Records shown: Begin
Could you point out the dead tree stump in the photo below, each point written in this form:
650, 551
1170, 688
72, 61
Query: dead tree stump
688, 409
Records shown: End
Records shown: Begin
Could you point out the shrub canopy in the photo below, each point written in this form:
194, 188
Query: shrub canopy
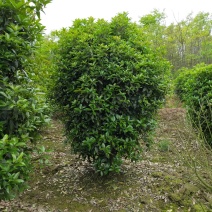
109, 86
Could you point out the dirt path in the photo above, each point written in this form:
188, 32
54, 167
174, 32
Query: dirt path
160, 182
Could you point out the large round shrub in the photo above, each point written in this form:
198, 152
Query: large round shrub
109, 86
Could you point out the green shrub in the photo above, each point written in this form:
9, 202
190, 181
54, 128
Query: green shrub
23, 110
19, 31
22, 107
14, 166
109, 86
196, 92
Records shown: End
*What to do*
Copy each line above where the string "point" occurs.

*Response area*
Could you point out the dead tree stump in the photo below, each point written in this form:
Could you point out the shrub canopy in the photo below, each point written in this form:
Could you point out the dirt path in the photo above, each point written in this form:
Could you point out the large round shrub in the photo above, each point written in this form:
Could you point out the green shrub in the photo above, each point written in this form:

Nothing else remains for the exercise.